--- Supplied material Enclosed Below ---

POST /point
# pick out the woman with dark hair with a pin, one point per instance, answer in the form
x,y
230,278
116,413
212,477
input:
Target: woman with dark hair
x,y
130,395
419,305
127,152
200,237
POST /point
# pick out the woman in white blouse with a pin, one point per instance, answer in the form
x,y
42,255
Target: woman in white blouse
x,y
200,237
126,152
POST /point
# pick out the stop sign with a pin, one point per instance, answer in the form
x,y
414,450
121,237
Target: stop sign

--- End of Enclosed Supplied material ---

To do: The answer consists solely of the lines from the one containing "Target: woman with dark hair" through the last line of the data above, reproduced exactly.

Task answer:
Target: woman with dark hair
x,y
130,395
419,305
127,152
200,237
POST /point
# pick out the woman in white blouse with a pin, one point per instance, answer in the form
x,y
42,255
Target: woman in white blouse
x,y
200,237
126,152
POST /point
# pick out the stop sign with a pin, one point per instance, answer in the form
x,y
414,450
121,237
Target: stop sign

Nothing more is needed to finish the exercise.